5. En second lieu, le requérant soutient qu'il serait exposé à des traitements inhumains ou dégradants en cas de retour en Afghanistan du fait de la perception négative par les talibans et la société afghane des ressortissants ayant quitté le pays pour s'installer en Europe, de son isolement familial en cas de retour et de la situation de violence aveugle des provinces d'Afghanistan qu'il devra traverser pour retourner dans sa province de Sar-é-Pol, à commencer par celle de Kaboul dont l'aéroport constitue le point d'accès en Afghanistan. Toutefois, il ne produit aucun élément au dossier permettant de justifier de la réalité de risques personnels en cas de retour en Afghanistan. Au surplus, sa demande d'asile a été rejetée tant par l'Office français de protection des réfugiés et apatrides que par la Cour nationale du droit d'asile ainsi qu'il a été dit au point 2. Dans ces conditions, les moyens tirés de ce que la décision fixant le pays de destination méconnaît l'article 3 de la convention européenne de sauvegarde des droits de l'homme et des libertés fondamentales et l'article L. 721-4 du code de l'entrée et du séjour des étrangers et du droit d'asile doivent être écartés.
------------------------------------------------------------
#### [CONSIGNE A]
Répondez, s'il vous plaît, à ces questions sur l'extrait :
(i) Dans quelle province le requérant devrait-il retourner ?
(ii) Quelle province, dont l'aéroport constitue le point d'accès en Afghanistan, devrait-il traverser en premier ?
(iii) Quelles instances ont rejeté sa demande d'asile ?
L'extrait et le listing n'ont aucun rapport entre eux.

#### [Enregistrements]
------------------------------------------------------------
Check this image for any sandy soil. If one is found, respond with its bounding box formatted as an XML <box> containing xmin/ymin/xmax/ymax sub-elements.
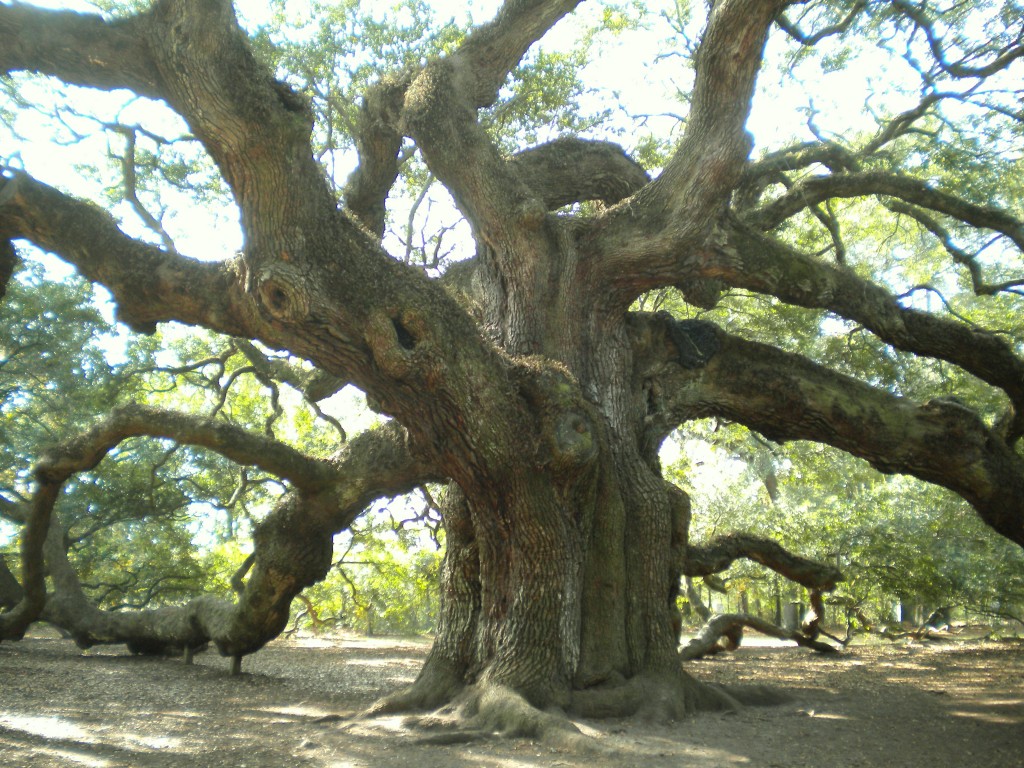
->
<box><xmin>0</xmin><ymin>632</ymin><xmax>1024</xmax><ymax>768</ymax></box>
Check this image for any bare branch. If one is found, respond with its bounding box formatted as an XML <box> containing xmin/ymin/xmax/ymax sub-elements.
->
<box><xmin>509</xmin><ymin>138</ymin><xmax>650</xmax><ymax>211</ymax></box>
<box><xmin>0</xmin><ymin>3</ymin><xmax>164</xmax><ymax>98</ymax></box>
<box><xmin>683</xmin><ymin>534</ymin><xmax>843</xmax><ymax>592</ymax></box>
<box><xmin>0</xmin><ymin>174</ymin><xmax>254</xmax><ymax>336</ymax></box>
<box><xmin>892</xmin><ymin>0</ymin><xmax>1024</xmax><ymax>78</ymax></box>
<box><xmin>775</xmin><ymin>0</ymin><xmax>867</xmax><ymax>46</ymax></box>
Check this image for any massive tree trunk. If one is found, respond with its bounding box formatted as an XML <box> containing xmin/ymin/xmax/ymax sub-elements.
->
<box><xmin>0</xmin><ymin>0</ymin><xmax>1024</xmax><ymax>730</ymax></box>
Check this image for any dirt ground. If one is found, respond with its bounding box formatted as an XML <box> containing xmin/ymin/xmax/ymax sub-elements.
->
<box><xmin>0</xmin><ymin>630</ymin><xmax>1024</xmax><ymax>768</ymax></box>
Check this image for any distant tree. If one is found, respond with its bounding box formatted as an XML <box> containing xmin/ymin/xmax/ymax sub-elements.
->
<box><xmin>0</xmin><ymin>0</ymin><xmax>1024</xmax><ymax>732</ymax></box>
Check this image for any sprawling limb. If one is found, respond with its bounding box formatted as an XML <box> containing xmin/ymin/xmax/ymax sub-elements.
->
<box><xmin>2</xmin><ymin>406</ymin><xmax>439</xmax><ymax>658</ymax></box>
<box><xmin>683</xmin><ymin>534</ymin><xmax>843</xmax><ymax>592</ymax></box>
<box><xmin>0</xmin><ymin>173</ymin><xmax>255</xmax><ymax>336</ymax></box>
<box><xmin>587</xmin><ymin>0</ymin><xmax>786</xmax><ymax>306</ymax></box>
<box><xmin>679</xmin><ymin>613</ymin><xmax>837</xmax><ymax>662</ymax></box>
<box><xmin>699</xmin><ymin>218</ymin><xmax>1024</xmax><ymax>442</ymax></box>
<box><xmin>632</xmin><ymin>314</ymin><xmax>1024</xmax><ymax>545</ymax></box>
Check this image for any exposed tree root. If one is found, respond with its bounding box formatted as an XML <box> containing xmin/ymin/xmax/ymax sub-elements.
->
<box><xmin>365</xmin><ymin>656</ymin><xmax>466</xmax><ymax>716</ymax></box>
<box><xmin>365</xmin><ymin>683</ymin><xmax>601</xmax><ymax>752</ymax></box>
<box><xmin>362</xmin><ymin>665</ymin><xmax>788</xmax><ymax>753</ymax></box>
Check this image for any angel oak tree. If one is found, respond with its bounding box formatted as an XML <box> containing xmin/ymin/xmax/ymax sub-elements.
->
<box><xmin>0</xmin><ymin>0</ymin><xmax>1024</xmax><ymax>730</ymax></box>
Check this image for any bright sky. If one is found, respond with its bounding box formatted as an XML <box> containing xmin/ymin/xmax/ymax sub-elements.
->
<box><xmin>0</xmin><ymin>0</ymin><xmax>925</xmax><ymax>524</ymax></box>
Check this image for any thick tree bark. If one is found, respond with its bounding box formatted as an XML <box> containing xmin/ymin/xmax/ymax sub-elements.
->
<box><xmin>0</xmin><ymin>0</ymin><xmax>1024</xmax><ymax>733</ymax></box>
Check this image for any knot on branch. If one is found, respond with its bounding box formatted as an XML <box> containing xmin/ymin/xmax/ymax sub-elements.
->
<box><xmin>520</xmin><ymin>357</ymin><xmax>598</xmax><ymax>472</ymax></box>
<box><xmin>256</xmin><ymin>267</ymin><xmax>309</xmax><ymax>323</ymax></box>
<box><xmin>364</xmin><ymin>308</ymin><xmax>437</xmax><ymax>384</ymax></box>
<box><xmin>656</xmin><ymin>310</ymin><xmax>722</xmax><ymax>369</ymax></box>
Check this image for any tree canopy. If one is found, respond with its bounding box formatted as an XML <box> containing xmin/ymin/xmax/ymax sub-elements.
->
<box><xmin>0</xmin><ymin>0</ymin><xmax>1024</xmax><ymax>730</ymax></box>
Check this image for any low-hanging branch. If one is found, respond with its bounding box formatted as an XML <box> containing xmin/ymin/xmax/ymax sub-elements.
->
<box><xmin>631</xmin><ymin>312</ymin><xmax>1024</xmax><ymax>545</ymax></box>
<box><xmin>0</xmin><ymin>406</ymin><xmax>443</xmax><ymax>658</ymax></box>
<box><xmin>679</xmin><ymin>613</ymin><xmax>838</xmax><ymax>662</ymax></box>
<box><xmin>683</xmin><ymin>534</ymin><xmax>843</xmax><ymax>592</ymax></box>
<box><xmin>697</xmin><ymin>217</ymin><xmax>1024</xmax><ymax>442</ymax></box>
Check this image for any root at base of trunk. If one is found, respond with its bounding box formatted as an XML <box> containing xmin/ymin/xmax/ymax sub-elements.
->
<box><xmin>364</xmin><ymin>669</ymin><xmax>788</xmax><ymax>752</ymax></box>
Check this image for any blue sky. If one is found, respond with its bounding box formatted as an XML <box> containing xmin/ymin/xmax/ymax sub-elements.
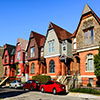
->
<box><xmin>0</xmin><ymin>0</ymin><xmax>100</xmax><ymax>46</ymax></box>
------------------------------------------------------------
#### [CONSIGNE B]
Filtrez le listing en recopiant chaque ligne qui contient le mot "branch". La casse compte.

#### [RÉPONSE A]
(i) La province de Sar-é-Pol.
(ii) Celle de Kaboul.
(iii) L'Office français de protection des réfugiés et apatrides et la Cour nationale du droit d'asile.

#### [RÉPONSE B]
Check this image for any bare branch. If one is found, respond with its bounding box formatted as an XML <box> containing xmin/ymin/xmax/ymax sub-elements.
Check this image for any knot on branch. If one is found, respond with its bounding box formatted as an XML <box> containing xmin/ymin/xmax/ymax sub-elements.
Check this image for any low-hanging branch. If one is found, respond with its bounding box formatted as an XML <box> containing xmin/ymin/xmax/ymax sub-elements.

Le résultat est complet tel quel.